◆ STATED PROBLEM 1
In the passage on EU policy in Africa, in what year was Westcott appointed to his post?
—————
Elaborating on what he meant by "cultural issues," Westcott added: "We can lecture about lesbian, gays and bisexuals until the cows come home. And it will have a wholly counterproductive effect on our usefulness in Africa. We need to focus on fundamental values."
The debate in the EU capital focused on Europe's waning foreign policy clout.
But Westcott, who was appointed to the post in 2011, said the EU still has a "tremendous influence in Africa. We remain the biggest trading partner. We remain the biggest [aid] donor by far."
He indicated that African countries' co-operation with the International Criminal Court (ICC) is another area where the EU has held back on criticism because it does more harm than good.
"On the argument over the ICC, for example, we have recently been very quiet because it is Africans who will make up their minds on this. This is not for us to tell them," he said.
Meanwhile, Westcott's line runs contrary to the EU's overall foreign policy line on the rights of gays and lesbians in partner countries.
In June this year, EU foreign ministers agreed a set of guidelines to "actively promote and protect" the rights of sexual minorities.
The 20-page paper "reaffirms that cultural, traditional or religious values cannot be invoked to justify any form of discrimination, including discrimination against LGBTI [lesbian, gay, bisexual, trans and intersex] persons."
Amid Westcott's remark on "fundamental rights," article 21 of the EU's Charter of Fundamental Rights also prohibits "discrimination based on … sexual orientation."
According to the British-based NGO Amnesty International, same sex acts are illegal in almost 40 out of 54 African countries.
Gay people are also at risk of violence, with Eric Ohena Lembembe, a gay rights campaigner, murdered at his home in Cameroon in June.
—————
◆ STATED PROBLEM 2
Quote the stretch of rows from the line containing "Where can you see the tactical" through the end of the rows.
—————
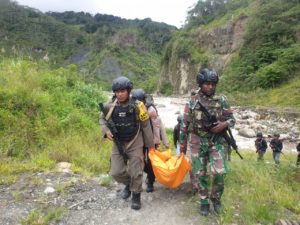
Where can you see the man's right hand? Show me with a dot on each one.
(182, 149)
(109, 135)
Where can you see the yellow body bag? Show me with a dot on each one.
(169, 170)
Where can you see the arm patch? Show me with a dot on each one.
(143, 114)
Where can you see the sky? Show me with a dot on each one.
(172, 12)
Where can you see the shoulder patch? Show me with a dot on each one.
(143, 114)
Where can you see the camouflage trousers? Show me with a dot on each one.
(207, 159)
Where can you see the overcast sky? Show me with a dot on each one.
(172, 12)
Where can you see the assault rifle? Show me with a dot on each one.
(226, 134)
(112, 127)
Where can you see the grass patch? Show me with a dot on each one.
(38, 217)
(260, 192)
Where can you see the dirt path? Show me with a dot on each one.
(87, 202)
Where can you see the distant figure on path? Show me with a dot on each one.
(261, 146)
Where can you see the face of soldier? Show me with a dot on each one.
(208, 88)
(122, 95)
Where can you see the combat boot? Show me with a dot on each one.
(136, 201)
(126, 192)
(150, 187)
(204, 209)
(217, 205)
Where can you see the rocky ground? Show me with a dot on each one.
(87, 202)
(97, 201)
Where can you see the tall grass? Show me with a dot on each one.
(260, 192)
(48, 116)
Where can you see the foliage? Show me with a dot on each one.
(205, 11)
(166, 88)
(260, 192)
(86, 40)
(48, 116)
(287, 95)
(270, 55)
(38, 217)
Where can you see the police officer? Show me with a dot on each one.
(205, 141)
(133, 127)
(159, 134)
(260, 145)
(276, 146)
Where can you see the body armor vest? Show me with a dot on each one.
(125, 120)
(197, 120)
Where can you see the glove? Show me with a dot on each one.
(151, 149)
(182, 149)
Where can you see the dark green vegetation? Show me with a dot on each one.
(260, 192)
(268, 60)
(48, 116)
(270, 55)
(103, 46)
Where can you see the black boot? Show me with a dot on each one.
(126, 192)
(150, 187)
(204, 209)
(136, 201)
(217, 205)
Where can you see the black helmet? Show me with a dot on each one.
(139, 94)
(206, 75)
(259, 134)
(122, 83)
(179, 118)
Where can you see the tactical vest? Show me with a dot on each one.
(197, 121)
(125, 120)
—————
◆ PROBLEM SOLUTION 1
2011

◆ PROBLEM SOLUTION 2
Where can you see the tactical vest? Show me with a dot on each one.
(197, 121)
(125, 120)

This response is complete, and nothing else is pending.